[MATERIAL PROVIDED]:
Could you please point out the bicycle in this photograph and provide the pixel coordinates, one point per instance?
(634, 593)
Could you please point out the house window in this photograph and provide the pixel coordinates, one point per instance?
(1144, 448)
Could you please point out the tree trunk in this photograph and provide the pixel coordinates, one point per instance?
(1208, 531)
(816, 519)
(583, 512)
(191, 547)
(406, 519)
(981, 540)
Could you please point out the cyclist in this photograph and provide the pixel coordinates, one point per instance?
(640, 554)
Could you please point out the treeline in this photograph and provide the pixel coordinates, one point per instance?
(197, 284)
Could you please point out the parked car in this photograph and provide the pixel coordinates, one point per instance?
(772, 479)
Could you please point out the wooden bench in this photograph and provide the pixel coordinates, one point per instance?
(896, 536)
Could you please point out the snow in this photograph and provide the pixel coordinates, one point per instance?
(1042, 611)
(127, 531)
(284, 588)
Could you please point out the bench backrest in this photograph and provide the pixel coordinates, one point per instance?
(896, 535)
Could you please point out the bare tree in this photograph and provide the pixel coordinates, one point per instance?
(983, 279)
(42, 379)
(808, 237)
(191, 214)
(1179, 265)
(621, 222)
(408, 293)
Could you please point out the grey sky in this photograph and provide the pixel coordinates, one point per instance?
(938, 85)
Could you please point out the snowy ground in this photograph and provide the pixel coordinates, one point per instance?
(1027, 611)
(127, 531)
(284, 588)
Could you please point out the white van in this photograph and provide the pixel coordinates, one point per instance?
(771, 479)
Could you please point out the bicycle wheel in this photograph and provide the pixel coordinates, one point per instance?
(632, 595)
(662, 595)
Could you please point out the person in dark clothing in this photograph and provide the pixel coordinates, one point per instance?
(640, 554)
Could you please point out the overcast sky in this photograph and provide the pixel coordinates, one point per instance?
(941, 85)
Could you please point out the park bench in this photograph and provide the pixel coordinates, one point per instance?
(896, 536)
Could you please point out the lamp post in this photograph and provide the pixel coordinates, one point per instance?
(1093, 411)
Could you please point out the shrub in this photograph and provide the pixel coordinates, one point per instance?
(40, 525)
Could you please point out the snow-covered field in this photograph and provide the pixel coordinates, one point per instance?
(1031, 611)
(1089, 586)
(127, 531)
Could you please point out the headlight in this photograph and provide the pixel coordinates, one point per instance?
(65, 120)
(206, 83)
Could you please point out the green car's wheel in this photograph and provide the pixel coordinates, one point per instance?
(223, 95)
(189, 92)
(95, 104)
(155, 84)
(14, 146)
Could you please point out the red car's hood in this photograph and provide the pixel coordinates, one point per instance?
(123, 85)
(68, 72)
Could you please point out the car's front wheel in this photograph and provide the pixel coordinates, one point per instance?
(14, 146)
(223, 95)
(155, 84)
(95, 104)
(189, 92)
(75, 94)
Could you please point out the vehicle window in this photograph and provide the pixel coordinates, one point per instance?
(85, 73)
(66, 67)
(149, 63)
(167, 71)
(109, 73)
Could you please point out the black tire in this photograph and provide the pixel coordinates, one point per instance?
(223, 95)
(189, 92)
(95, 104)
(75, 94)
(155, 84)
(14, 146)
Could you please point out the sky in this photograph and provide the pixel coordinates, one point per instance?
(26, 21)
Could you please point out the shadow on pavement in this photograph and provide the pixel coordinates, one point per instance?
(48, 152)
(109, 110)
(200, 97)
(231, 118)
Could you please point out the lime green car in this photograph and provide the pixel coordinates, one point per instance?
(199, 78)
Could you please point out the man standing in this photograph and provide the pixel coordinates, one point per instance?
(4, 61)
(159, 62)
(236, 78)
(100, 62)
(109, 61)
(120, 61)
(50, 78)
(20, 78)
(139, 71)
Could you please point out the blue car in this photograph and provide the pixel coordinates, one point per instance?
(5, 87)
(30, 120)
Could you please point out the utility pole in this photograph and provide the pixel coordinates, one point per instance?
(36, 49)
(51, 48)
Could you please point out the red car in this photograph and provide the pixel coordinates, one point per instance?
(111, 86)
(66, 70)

[WHAT NEEDS TO BE DONE]:
After reading the data, retype all of it exactly as it reads.

[SOLUTION FOR THIS TASK]:
Could you please point out the bicycle in this photograph and provide the pixel coordinates, one point per instance?
(634, 593)
Could you please point out the house window in this photograph and provide the pixel coordinates, one point per instance?
(1144, 448)
Could you please point out the tree trunk in this photograph and provide the pixel coordinates, one point per instance?
(1208, 531)
(816, 519)
(583, 512)
(191, 547)
(406, 519)
(981, 540)
Could you please point out the cyclist in this photograph and provide the pixel coordinates, one point per instance?
(640, 554)
Could you please point out the treeline in this photograph and provide the pixel coordinates, one point per instance?
(197, 284)
Could you please point out the parked car in this photograph and provide the pixel coordinates, one point per instance?
(772, 479)
Could you please point out the wooden bench in this photograph and provide the pixel coordinates, one point per instance?
(896, 536)
Could you please point out the snow in this photograph and provide the pixel coordinates, one point per instance?
(1042, 611)
(127, 531)
(284, 588)
Could you please point out the bench backrest in this photograph and provide the pixel coordinates, one point per instance?
(896, 535)
Could you please point out the bare tree in this photograph and provide the pixel coordinates, one point per instance?
(983, 279)
(42, 379)
(808, 237)
(191, 214)
(1179, 265)
(621, 222)
(408, 293)
Could you please point out the grey sky in this photograph and provide the pixel coordinates, one point per instance?
(938, 85)
Could you please point out the snowy ground in this photograph and provide the pixel coordinates, one point per instance?
(1027, 611)
(127, 531)
(284, 588)
Could you please point out the white van in this photograph and provide the pixel coordinates, one point per instance?
(771, 479)
Could you please point out the bicycle wheel in this photograph and provide the pixel coordinates, one point per instance?
(632, 595)
(662, 595)
Could you please point out the person in dark clothing in this photograph and provide the pixel coordinates, one point per instance?
(640, 554)
Could you please point out the overcast sky in this photograph and provide the pixel coordinates, one point per instance?
(941, 85)
Could you please point out the park bench in this photograph and provide the pixel coordinates, one point per instance?
(896, 536)
Could you please point out the lamp post in this photograph and provide the pixel coordinates, one point per instance?
(1093, 411)
Could you please point out the shrub in this photograph and provide the pixel coordinates, one point per instance?
(40, 525)
Could you please point out the snow-covered field in this photograph and provide the pixel coordinates, one point per instance?
(1031, 611)
(1089, 586)
(127, 531)
Could you please point out the headlight in this photograph and provide the pixel coordinates, one point per instance?
(65, 120)
(206, 83)
Could you please point out the green car's wheel in this photograph and provide the pixel coordinates, one point per instance?
(223, 95)
(189, 92)
(95, 104)
(155, 84)
(14, 146)
Could you please point out the red car's hood in this photograph and provide the pixel coordinates, one point per instance?
(123, 85)
(68, 72)
Could you please point out the car's front wheel in this photograph and provide the pixel coordinates, one point per instance?
(14, 146)
(223, 95)
(155, 84)
(95, 104)
(189, 92)
(75, 94)
Could you please point out the vehicle window in this photograph and provide the pixel coordinates, one point per instance?
(85, 73)
(66, 67)
(149, 63)
(167, 71)
(109, 73)
Could you please point out the black tire in this photograph and provide the pixel coordinates, one point per instance?
(223, 95)
(189, 92)
(95, 104)
(75, 94)
(155, 84)
(14, 146)
Could you please point out the sky in this photograph and provide the pixel coordinates, one point per instance?
(26, 21)
Could you please point out the shadow on pavement in this photograph and provide the pixel coordinates, one point per instance?
(48, 152)
(109, 110)
(200, 97)
(231, 118)
Could you please point out the lime green car in this photograph and provide the pixel coordinates, one point per instance?
(199, 78)
Could you please point out the man standing in this photograph and provide the pixel coordinates, one point per instance?
(4, 61)
(159, 62)
(236, 78)
(100, 62)
(109, 61)
(120, 61)
(50, 78)
(20, 78)
(139, 71)
Could you please point out the blue car in this photograph and provide the pixel coordinates, one point per instance?
(5, 87)
(30, 120)
Could you please point out the utility pole in this photograph and provide the pixel coordinates, one point per instance?
(36, 49)
(51, 48)
Could you please point out the red car in this photograph and provide the pixel coordinates, one point per instance?
(111, 86)
(66, 70)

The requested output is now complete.